----- Supplied data

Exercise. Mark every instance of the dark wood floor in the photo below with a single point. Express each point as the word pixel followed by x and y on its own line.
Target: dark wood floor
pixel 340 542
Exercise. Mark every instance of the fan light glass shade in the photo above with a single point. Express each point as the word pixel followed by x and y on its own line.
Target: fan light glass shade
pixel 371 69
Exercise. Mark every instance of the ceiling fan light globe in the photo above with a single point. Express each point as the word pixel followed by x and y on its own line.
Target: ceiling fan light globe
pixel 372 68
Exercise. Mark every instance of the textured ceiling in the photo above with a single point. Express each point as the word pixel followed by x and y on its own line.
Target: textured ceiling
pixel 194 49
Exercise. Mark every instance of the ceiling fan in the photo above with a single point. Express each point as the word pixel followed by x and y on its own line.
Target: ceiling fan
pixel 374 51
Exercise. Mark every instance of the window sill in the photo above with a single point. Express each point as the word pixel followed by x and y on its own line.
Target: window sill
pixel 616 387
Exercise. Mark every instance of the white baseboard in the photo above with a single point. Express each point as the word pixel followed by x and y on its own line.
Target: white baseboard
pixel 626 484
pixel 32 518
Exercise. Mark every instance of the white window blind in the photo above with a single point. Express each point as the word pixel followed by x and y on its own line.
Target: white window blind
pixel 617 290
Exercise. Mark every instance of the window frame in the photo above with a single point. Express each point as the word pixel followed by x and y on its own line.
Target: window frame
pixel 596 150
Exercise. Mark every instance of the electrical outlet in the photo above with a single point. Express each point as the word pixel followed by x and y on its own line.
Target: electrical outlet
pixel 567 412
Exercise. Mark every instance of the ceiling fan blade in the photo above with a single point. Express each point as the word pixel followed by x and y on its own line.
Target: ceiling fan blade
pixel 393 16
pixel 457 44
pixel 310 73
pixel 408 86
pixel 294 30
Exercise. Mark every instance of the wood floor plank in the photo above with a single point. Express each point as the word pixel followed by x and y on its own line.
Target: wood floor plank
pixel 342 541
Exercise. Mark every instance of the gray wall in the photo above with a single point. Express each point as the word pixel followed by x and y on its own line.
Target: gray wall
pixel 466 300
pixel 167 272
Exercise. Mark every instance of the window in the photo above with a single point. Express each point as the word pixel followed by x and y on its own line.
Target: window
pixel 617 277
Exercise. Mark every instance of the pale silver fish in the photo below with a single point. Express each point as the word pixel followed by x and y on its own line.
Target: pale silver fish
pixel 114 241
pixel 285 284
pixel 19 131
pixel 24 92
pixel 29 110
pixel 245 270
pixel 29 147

----------

→ **Task description**
Return the whole of the data, character for character.

→ **Expected output**
Exercise. Mark every instance of the dark wood floor in the photo below with a single point. Express each point as the word pixel followed by x and y on its own line.
Target: dark wood floor
pixel 340 542
Exercise. Mark every instance of the fan light glass shade in the photo above with a single point. Express each point as the word pixel followed by x and y on its own line.
Target: fan light glass shade
pixel 371 69
Exercise. Mark every instance of the ceiling fan light globe in the photo above with a single point. Express each point as the word pixel followed by x and y on its own line.
Target: ceiling fan light globe
pixel 372 68
Exercise. Mark every instance of the textured ceiling in the photo above with a single point. Express each point as the word pixel followed by x and y on its own line.
Target: textured ceiling
pixel 194 49
Exercise. Mark every instance of the ceiling fan in the photo above with a single point. Express each point as the word pixel followed by x and y on its own line.
Target: ceiling fan
pixel 374 51
Exercise. Mark every instance of the window sill in the photo above with a single point. Express each point as the word pixel followed by x and y on its own line.
Target: window sill
pixel 616 387
Exercise. Mark every instance of the white baseboard in the photo above with a single point. Express each point as the word pixel followed by x and y on its own line.
Target: white baseboard
pixel 626 484
pixel 32 518
Exercise. Mark every instance of the white window blind in the photo above with a single point. Express each point as the word pixel followed by x and y on its own line.
Target: white window blind
pixel 617 290
Exercise. Mark every instance of the window frame in the photo above with a single point. Express each point as the word pixel followed by x and y on its own line.
Target: window frame
pixel 596 150
Exercise. Mark every instance of the electrical outlet in the photo above with a single point. Express each point as the word pixel followed by x and y on its own line.
Target: electrical outlet
pixel 567 412
Exercise. Mark every instance of the ceiling fan blade in the photo above with a single point. Express each point as the word pixel followed by x and y on its own line.
Target: ceiling fan blade
pixel 393 16
pixel 457 44
pixel 310 73
pixel 408 86
pixel 294 30
Exercise. Mark every instance of the wood floor plank in the photo above with a single point. Express each point as the word pixel followed by x and y on its own line.
Target: wood floor plank
pixel 342 541
Exercise. Mark every instance of the gray wall in the photo above with a single point. Express each point as the word pixel followed by x and y on its own line.
Target: gray wall
pixel 466 300
pixel 167 272
Exercise. Mark every instance of the window in the photo above with a single point. Express each point as the word pixel followed by x and y on its own line.
Target: window
pixel 617 277
Exercise. Mark every instance of the pale silver fish in the photo below with a single point. Express each point as the word pixel followed by x and y on its own line.
Target: pale silver fish
pixel 114 241
pixel 285 284
pixel 19 131
pixel 24 92
pixel 29 110
pixel 245 270
pixel 29 147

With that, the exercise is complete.